+++ DOCUMENT SEGMENT

In the Bible men and women are commanded to submit. We see this in different passages of the Bible:

In Ephesians 5:15-33 we read:

“Look carefully then how you walk, not as unwise but as wise, making the best use of the time, because the days are evil. Therefore do not be foolish, but understand what the will of the Lord is. And do not get drunk with wine, for that is debauchery, but be filled with the Spirit, addressing one another in psalms and hymns and spiritual songs, singing and making melody to the Lord with your heart, giving thanks always and for everything to God the Father in the name of our Lord Jesus Christ, submitting to one another out of reverence for Christ.

“Wives, submit to your own husbands, as to the Lord. For the husband is the head of the wife even as Christ is the head of the church, his body, and is himself its Savior. Now as the church submits to Christ, so also wives should submit in everything to their husbands.

Husbands, love your wives, as Christ loved the church and gave himself up for her, that he might sanctify her, having cleansed her by the washing of water with the word, so that he might present the church to himself in splendor, without spot or wrinkle or any such thing, that she might be holy and without blemish. In the same way husbands should love their wives as their own bodies. He who loves his wife loves himself. For no one ever hated his own flesh, but nourishes and cherishes it, just as Christ does the church, because we are members of his body. “Therefore a man shall leave his father and mother and hold fast to his wife, and the two shall become one flesh.” This mystery is profound, and I am saying that it refers to Christ and the church. However, let each one of you love his wife as himself, and let the wife see that she respects her husband.”

A good marriage should look similar to Christ’s relationship with the church.

++++++
+++ STORED RECORDS

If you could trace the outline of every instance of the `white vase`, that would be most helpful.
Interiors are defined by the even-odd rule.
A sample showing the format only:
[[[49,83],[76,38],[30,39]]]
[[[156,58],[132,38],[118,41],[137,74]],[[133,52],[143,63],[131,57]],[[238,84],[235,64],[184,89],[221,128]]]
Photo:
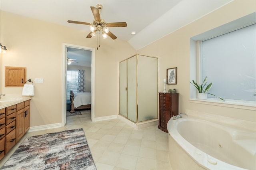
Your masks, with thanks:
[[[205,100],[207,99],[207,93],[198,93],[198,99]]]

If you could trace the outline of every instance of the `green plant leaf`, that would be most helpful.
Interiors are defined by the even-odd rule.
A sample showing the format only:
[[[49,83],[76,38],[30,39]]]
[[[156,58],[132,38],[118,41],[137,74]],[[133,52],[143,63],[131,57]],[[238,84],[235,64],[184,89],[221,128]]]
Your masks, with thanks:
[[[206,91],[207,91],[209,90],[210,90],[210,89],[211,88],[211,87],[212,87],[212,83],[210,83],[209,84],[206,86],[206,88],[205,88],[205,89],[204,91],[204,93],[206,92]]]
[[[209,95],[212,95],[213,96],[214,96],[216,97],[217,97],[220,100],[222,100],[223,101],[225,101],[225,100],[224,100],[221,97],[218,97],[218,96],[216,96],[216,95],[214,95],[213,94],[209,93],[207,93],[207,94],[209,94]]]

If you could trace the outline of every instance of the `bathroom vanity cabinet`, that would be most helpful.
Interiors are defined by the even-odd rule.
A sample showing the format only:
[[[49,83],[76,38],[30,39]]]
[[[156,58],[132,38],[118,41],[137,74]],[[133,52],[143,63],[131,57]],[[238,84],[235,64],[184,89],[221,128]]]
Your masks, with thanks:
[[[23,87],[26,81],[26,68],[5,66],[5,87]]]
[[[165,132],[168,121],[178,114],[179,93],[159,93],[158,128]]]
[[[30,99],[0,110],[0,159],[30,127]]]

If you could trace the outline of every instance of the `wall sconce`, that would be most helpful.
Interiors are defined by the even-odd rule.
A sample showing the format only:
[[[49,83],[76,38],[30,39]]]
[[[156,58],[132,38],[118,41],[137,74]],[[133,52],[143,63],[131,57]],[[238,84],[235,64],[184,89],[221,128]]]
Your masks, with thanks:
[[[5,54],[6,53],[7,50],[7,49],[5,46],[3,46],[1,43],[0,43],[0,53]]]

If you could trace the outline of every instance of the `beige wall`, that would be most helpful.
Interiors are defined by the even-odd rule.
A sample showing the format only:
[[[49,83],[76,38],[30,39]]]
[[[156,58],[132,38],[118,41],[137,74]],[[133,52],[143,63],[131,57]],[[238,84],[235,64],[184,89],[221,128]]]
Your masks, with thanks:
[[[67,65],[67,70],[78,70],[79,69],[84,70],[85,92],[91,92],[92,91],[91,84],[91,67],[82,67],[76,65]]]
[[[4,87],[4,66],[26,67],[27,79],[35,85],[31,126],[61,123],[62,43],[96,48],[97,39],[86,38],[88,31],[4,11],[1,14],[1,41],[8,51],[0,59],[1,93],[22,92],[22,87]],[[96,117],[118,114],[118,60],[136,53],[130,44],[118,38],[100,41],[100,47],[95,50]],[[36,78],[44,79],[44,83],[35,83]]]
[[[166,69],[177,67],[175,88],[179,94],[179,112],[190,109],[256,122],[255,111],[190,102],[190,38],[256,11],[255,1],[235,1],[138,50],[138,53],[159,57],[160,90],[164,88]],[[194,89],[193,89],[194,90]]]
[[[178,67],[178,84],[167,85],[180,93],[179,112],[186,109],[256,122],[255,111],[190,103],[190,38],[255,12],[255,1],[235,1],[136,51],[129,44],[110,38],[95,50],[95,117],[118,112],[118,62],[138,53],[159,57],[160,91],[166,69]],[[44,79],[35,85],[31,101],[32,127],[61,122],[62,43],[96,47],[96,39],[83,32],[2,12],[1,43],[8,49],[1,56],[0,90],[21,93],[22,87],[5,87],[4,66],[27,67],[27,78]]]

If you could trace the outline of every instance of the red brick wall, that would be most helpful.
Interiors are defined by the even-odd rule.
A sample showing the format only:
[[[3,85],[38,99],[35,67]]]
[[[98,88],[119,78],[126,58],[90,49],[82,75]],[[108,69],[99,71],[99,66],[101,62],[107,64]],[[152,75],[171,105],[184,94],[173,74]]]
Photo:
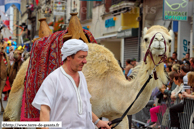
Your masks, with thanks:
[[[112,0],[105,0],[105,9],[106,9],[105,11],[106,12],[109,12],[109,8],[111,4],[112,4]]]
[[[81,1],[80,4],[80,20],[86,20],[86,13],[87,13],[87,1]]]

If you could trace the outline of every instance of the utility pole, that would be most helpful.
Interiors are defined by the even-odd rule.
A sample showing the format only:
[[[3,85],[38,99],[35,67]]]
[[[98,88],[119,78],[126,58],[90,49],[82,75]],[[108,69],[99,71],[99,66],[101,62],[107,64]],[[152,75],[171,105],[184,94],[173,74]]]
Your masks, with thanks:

++++++

### [EXERCISE BRIEF]
Reproduce everything from "In Ephesians 5:15-33" down to "reverence for Christ." in the text on submission in Ephesians 5.

### [WRITTEN SOLUTION]
In Ephesians 5:15-33 we read:

“Look carefully then how you walk, not as unwise but as wise, making the best use of the time, because the days are evil. Therefore do not be foolish, but understand what the will of the Lord is. And do not get drunk with wine, for that is debauchery, but be filled with the Spirit, addressing one another in psalms and hymns and spiritual songs, singing and making melody to the Lord with your heart, giving thanks always and for everything to God the Father in the name of our Lord Jesus Christ, submitting to one another out of reverence for Christ.